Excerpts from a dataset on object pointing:
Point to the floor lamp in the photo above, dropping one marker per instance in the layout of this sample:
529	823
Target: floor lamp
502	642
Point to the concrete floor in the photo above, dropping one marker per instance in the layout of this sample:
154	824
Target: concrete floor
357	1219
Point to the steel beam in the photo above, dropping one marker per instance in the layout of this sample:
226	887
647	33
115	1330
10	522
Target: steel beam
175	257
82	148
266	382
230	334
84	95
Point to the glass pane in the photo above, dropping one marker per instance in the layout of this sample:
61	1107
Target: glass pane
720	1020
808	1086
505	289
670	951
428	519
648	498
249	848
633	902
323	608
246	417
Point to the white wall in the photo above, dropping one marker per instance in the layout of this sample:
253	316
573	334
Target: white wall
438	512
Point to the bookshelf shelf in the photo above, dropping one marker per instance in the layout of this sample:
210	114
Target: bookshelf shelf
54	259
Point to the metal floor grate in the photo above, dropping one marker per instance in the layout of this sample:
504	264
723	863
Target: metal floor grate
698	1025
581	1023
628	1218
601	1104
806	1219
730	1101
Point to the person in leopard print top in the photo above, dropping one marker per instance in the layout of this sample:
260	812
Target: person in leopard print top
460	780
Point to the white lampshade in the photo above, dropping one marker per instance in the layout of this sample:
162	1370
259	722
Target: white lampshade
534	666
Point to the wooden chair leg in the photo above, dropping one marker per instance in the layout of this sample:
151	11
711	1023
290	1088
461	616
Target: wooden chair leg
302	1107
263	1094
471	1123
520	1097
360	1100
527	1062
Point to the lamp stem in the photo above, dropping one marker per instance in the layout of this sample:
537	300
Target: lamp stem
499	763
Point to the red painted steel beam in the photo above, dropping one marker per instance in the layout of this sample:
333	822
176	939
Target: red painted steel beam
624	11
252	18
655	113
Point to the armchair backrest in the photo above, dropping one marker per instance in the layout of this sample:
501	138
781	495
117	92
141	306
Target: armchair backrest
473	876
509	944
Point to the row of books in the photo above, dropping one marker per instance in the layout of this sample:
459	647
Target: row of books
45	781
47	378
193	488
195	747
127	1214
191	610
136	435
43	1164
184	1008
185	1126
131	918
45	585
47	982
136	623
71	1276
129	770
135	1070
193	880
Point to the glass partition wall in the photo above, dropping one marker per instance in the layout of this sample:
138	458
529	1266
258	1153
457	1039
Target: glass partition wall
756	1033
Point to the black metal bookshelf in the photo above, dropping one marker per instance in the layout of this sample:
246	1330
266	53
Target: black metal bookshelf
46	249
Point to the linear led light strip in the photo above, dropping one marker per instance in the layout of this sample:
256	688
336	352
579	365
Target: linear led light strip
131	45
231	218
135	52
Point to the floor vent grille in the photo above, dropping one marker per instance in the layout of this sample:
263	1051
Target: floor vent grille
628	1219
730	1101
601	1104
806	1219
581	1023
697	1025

_Requirement_. Rewrite every line of the records above as a numbered list, leaving out any blank lines.

_Result below_.
1. Point to the floor lamp in the photo above, dropping one marker per instance in the layout of this sample:
2. 529	823
3. Target: floor lamp
4. 502	642
5. Point to the concrete floor in the photo above, dropping one marker per instance in the layout of this sample:
6. 154	824
7. Target: concrete floor
8. 357	1219
9. Point to the steel beam in the photo above, dropping one marker per instance in the layout of this sample:
10. 226	887
11. 647	33
12. 115	1330
13. 10	522
14. Target: steel beam
15. 175	257
16. 82	148
17. 266	382
18. 230	334
19. 84	95
20. Point to the glass pane in the photo above, dropping one marker per instance in the layout of this sample:
21. 61	1107
22. Target: glass pane
23. 720	1020
24. 808	1086
25. 505	289
26. 670	951
27. 428	519
28. 648	498
29. 249	848
30. 633	902
31. 323	608
32. 246	417
33. Point to the white wall in the photo above, dropping one marker per instance in the layout of this sample:
34. 253	316
35. 573	334
36. Target: white wall
37. 438	512
38. Point to the bookshelf shelf in the photo above, dropping one marker per instance in the layout of this sample:
39. 210	114
40. Target: bookshelf shelf
41. 54	259
42. Point to the metal floor grate in the photo above, dropping one marker per instance in the layout of this sample:
43. 504	264
44. 723	863
45. Target: metal floor grate
46. 698	1025
47. 581	1023
48. 628	1218
49. 601	1104
50. 806	1219
51. 730	1101
52. Point to the person in leopard print top in the photo above, dropping one marker per instance in the layout of this sample:
53. 260	812
54. Target: person in leopard print top
55. 460	780
56. Point to the white lampshade in the photo above, dropping one marker per instance in the layout of this sample:
57. 162	1370
58. 259	722
59. Target: white lampshade
60. 534	666
61. Point to the wooden chair leg in the photo above, dropping one marker per instance in the layout of this sample:
62. 151	11
63. 711	1023
64. 290	1088
65. 461	616
66. Target: wooden chair leg
67. 302	1107
68. 263	1094
69. 471	1123
70. 520	1097
71. 360	1100
72. 527	1062
73. Point to the lamp stem in the photo above, dropping one marker per instance in the layout of this sample:
74. 537	300
75. Target: lamp stem
76. 499	763
77. Point to the red painted steel beam in the photo above, dropping one marker per instance in the layout of this sample:
78. 333	822
79. 176	939
80. Target: red painted steel beam
81. 624	11
82. 252	18
83. 655	113
84. Point to the armchair backrest in the photo above, dropping one marker per instance in the layout of this sample:
85. 501	138
86. 781	495
87. 117	92
88. 141	306
89. Target: armchair backrest
90. 473	876
91. 509	944
92. Point to the row of books in the photo above, dropping one marker per instance in the layout of this sample:
93. 459	647
94. Target: row of books
95. 45	781
96. 47	378
97. 193	488
98. 195	747
99. 127	1214
100. 191	610
101. 136	435
102. 43	1164
103. 184	1008
104. 185	1126
105. 131	918
106. 45	585
107. 47	982
108. 136	623
109. 71	1276
110. 129	770
111. 135	1070
112. 193	880
113. Point to the glass partition wall in the photo above, dropping one marker per instance in the layout of this sample:
114. 138	458
115. 529	1266
116. 258	1153
117. 457	1039
118. Target: glass partition wall
119. 756	1033
120. Point to the black metal bookshelf in the photo above, dropping one marker per instance in the layout of this sample:
121. 246	1330
122. 266	53
123. Target: black metal bookshelf
124. 46	249
125. Point to the linear led light strip in the photo above, dropping one marker per instance in the layout of this sample:
126. 256	688
127. 336	352
128. 579	365
129. Target: linear led light strip
130. 131	45
131. 231	218
132. 135	52
133. Point to the floor vent grille in the photo above, dropping one marker per instance in the layout of this sample:
134. 263	1051
135. Target: floor vent grille
136. 628	1219
137. 730	1101
138. 601	1104
139. 806	1219
140. 581	1023
141. 697	1025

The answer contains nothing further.